WRITTEN REQUEST:
The entries are to be returned exactly, with images left out.

AVAILABLE DATA:
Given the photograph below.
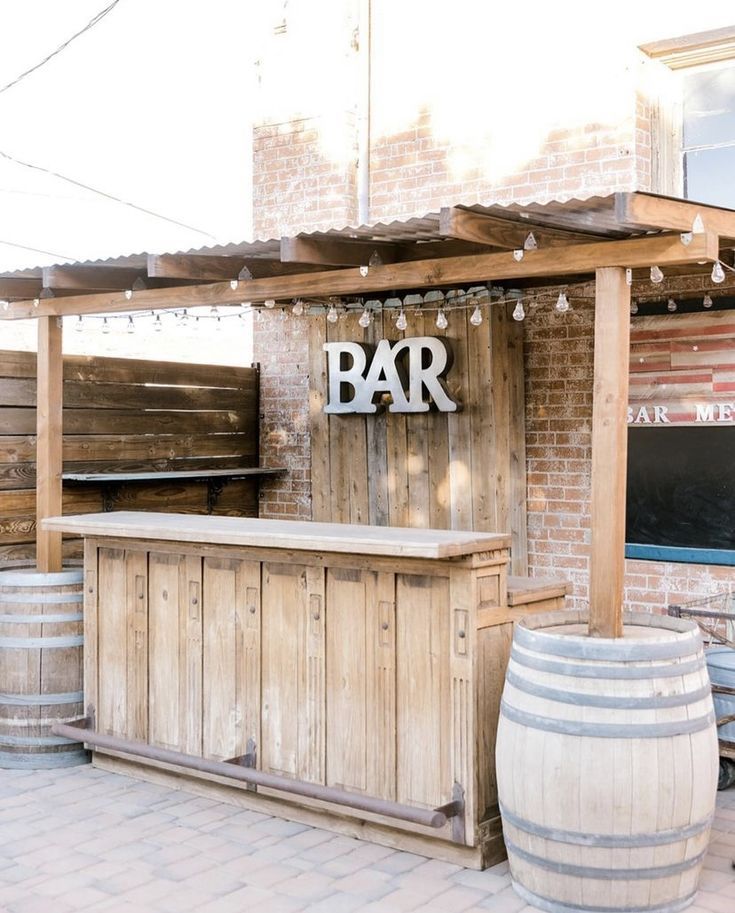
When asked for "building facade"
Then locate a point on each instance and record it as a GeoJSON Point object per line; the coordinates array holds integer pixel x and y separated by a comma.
{"type": "Point", "coordinates": [400, 109]}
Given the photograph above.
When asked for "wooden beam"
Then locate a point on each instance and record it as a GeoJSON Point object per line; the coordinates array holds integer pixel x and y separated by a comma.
{"type": "Point", "coordinates": [335, 251]}
{"type": "Point", "coordinates": [194, 266]}
{"type": "Point", "coordinates": [609, 452]}
{"type": "Point", "coordinates": [649, 212]}
{"type": "Point", "coordinates": [550, 262]}
{"type": "Point", "coordinates": [96, 278]}
{"type": "Point", "coordinates": [19, 288]}
{"type": "Point", "coordinates": [485, 229]}
{"type": "Point", "coordinates": [48, 441]}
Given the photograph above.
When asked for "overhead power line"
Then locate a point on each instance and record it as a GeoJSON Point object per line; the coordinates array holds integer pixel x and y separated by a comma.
{"type": "Point", "coordinates": [92, 22]}
{"type": "Point", "coordinates": [102, 193]}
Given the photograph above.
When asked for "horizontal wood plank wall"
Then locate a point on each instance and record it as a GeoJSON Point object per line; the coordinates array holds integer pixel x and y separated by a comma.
{"type": "Point", "coordinates": [437, 470]}
{"type": "Point", "coordinates": [127, 415]}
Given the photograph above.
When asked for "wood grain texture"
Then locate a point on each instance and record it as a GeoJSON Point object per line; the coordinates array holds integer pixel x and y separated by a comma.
{"type": "Point", "coordinates": [609, 450]}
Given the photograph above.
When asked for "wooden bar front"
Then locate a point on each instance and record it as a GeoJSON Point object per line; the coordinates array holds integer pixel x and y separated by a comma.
{"type": "Point", "coordinates": [365, 658]}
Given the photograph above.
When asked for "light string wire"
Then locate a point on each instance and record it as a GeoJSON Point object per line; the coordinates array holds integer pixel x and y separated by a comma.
{"type": "Point", "coordinates": [91, 24]}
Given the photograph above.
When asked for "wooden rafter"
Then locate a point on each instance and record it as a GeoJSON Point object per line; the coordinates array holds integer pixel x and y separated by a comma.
{"type": "Point", "coordinates": [466, 225]}
{"type": "Point", "coordinates": [494, 267]}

SOLUTION BELOW:
Given the photograph below.
When asked for "building facade"
Then locate a point on each instance and record it as a GeoJSON Point object per line; the coordinates array holds integer pixel x and y separated by a comma.
{"type": "Point", "coordinates": [400, 109]}
Given the photograph above.
When asked for "wooden beam"
Then locate a point on each instance and record it as a GeoJSON Point object per line; the coordinates array holds integer pixel x and y separated by a comma.
{"type": "Point", "coordinates": [335, 251]}
{"type": "Point", "coordinates": [194, 266]}
{"type": "Point", "coordinates": [609, 452]}
{"type": "Point", "coordinates": [649, 212]}
{"type": "Point", "coordinates": [550, 262]}
{"type": "Point", "coordinates": [96, 278]}
{"type": "Point", "coordinates": [19, 288]}
{"type": "Point", "coordinates": [485, 229]}
{"type": "Point", "coordinates": [48, 441]}
Given the photograph above.
When asked for "overhead power line"
Then locate a point on each instance and record it as a GeoJSON Point object per line; the coordinates array holds integer pixel x and y separated by a comma.
{"type": "Point", "coordinates": [92, 22]}
{"type": "Point", "coordinates": [102, 193]}
Given the photograph above.
When asked for "horizontal wood plank wall"
Then locate a point on each instance and record it as a GeoJSON Point object per line; the coordinates array holds integer pixel x and y separated by a comma.
{"type": "Point", "coordinates": [437, 470]}
{"type": "Point", "coordinates": [127, 415]}
Given the photograph above.
When asked for "wood grain texture"
Then locate a point on each instance and record it as a GeoJSON Point object per line; the coordinates array holds integer pixel x and y separated by a comma.
{"type": "Point", "coordinates": [609, 450]}
Given the photograph above.
When asked for "wooden bar front"
Then locate a point on each instance and record it as a GeoJSON Point object per line; the coordinates array holds integer pixel x and y separated by a comma.
{"type": "Point", "coordinates": [365, 658]}
Given the photograph above.
When asked for "light string wire"
Then locate a point on each instance and record it as a GeoJSON Point object per line; the coordinates array holds integer pixel x and y separated by a comma.
{"type": "Point", "coordinates": [91, 24]}
Given the photograph above.
When asked for "wooden rafter"
Then locate a point on each instance and record it as a GeoJSON Point object per line; the coordinates array holds integer pixel x and y separated by a comma.
{"type": "Point", "coordinates": [466, 225]}
{"type": "Point", "coordinates": [494, 267]}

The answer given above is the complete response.